As to the political aspects, local governments may join efforts internationally to pressure their central governments into a desired course of action. This strategy is exemplified in the case of eight memoranda of understanding signed, in the years 1980, between three American states and three Canadian provinces to control and combat acid rain, as the Reagan Administration and the American Congress could not reach a consensus on the matter. The cross-borders paradiplomatic efforts eventually led Washington to amend the Clean Air Act in 1990 and to sign with Canada, in 1991, the US/Canada Air Quality Agreement in which both countries agree on a timetable to reduce acid emissions.

A particular kind of local political activism is called "protodiplomacy", through which a local government may seek international support for their emancipation or independence plans. This is typically the case of the Canadian province of Québec in the seventies, under the Parti Québécois.

Non-central governments may be allowed to negotiate and sign agreements with foreign non-central authorities or even with the government of a foreign state. Conditions can vary largely from a limited capacity to negotiate with the assistance of their central authorities to a most complete autonomy based on sovereign constitutional prerogatives. This can not be the object of the international law. Only the internal law of the states is to determine which internal powers are entitled to do so and to which extent. In some states, the outward relations of their non-central governments is a constitutional matter directly related to the issue of legal competence.

== Decentralized cooperation ==

The concept of decentralized cooperation is mostly in use in the European context and seen as an instrument of international development aid, although its precise definition can vary from country to country. It is generally understood as "aid extended by local and regional governments to reinforce capacities and service delivery in partner authorities". In France, it is framed within the "territorial collectivities' international action" and corresponds to bilateral partnerships formalized through conventions and agreements.

Material
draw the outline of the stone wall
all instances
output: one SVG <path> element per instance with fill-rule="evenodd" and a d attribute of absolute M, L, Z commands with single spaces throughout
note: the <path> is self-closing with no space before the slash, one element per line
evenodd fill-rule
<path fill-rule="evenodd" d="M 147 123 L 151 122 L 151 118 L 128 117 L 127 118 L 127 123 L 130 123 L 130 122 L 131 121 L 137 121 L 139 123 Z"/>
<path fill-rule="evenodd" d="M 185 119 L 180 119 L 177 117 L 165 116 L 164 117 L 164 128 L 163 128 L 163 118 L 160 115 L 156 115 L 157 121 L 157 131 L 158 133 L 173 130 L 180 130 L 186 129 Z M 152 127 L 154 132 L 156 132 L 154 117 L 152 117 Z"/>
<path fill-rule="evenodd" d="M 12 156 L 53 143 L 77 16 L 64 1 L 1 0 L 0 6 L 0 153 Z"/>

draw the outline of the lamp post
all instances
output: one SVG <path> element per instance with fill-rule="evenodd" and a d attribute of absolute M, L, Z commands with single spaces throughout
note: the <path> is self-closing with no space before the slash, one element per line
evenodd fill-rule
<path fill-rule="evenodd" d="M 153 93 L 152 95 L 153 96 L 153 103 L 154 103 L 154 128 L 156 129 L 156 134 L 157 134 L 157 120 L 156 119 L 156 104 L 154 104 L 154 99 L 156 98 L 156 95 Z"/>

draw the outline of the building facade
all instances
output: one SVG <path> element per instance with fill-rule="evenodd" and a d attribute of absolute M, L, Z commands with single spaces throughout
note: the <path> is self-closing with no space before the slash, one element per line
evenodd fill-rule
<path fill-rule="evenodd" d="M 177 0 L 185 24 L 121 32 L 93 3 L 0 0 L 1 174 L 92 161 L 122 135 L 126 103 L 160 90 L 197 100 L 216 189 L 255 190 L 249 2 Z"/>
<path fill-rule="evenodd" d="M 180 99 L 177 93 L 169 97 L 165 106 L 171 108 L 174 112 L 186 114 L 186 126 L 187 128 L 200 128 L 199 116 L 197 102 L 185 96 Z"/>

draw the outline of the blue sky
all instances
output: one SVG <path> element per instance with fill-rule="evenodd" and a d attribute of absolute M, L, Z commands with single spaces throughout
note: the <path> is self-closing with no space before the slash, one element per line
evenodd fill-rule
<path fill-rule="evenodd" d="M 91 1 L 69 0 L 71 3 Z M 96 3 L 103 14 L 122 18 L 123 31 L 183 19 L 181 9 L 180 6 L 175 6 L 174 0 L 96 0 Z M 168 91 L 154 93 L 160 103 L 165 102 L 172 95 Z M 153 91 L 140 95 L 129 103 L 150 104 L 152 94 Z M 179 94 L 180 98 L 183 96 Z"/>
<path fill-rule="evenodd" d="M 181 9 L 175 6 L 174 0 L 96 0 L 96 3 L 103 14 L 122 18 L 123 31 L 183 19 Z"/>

Stated goal A
Give every term or phrase that the passage on local governments' foreign relations puts inside double quotation marks.
Stated goal B
Turn the paragraph of the passage on local governments' foreign relations that opens with "Non-central governments may be allowed" into a short bulleted list that keeps its main facts.

Result A
- "protodiplomacy"
- "aid extended by local and regional governments to reinforce capacities and service delivery in partner authorities"
- "territorial collectivities' international action"

Result B
- Non-central governments may be allowed to negotiate and sign agreements with foreign non-central authorities or with a foreign state's government.
- Their conditions range from a limited capacity to negotiate, with help from central authorities, to nearly complete autonomy based on sovereign constitutional prerogatives.
- International law cannot govern this.
- Only a state's internal law decides which internal powers may do so and to what extent.
- In some states, the foreign relations of non-central governments are a constitutional matter tied directly to legal competence.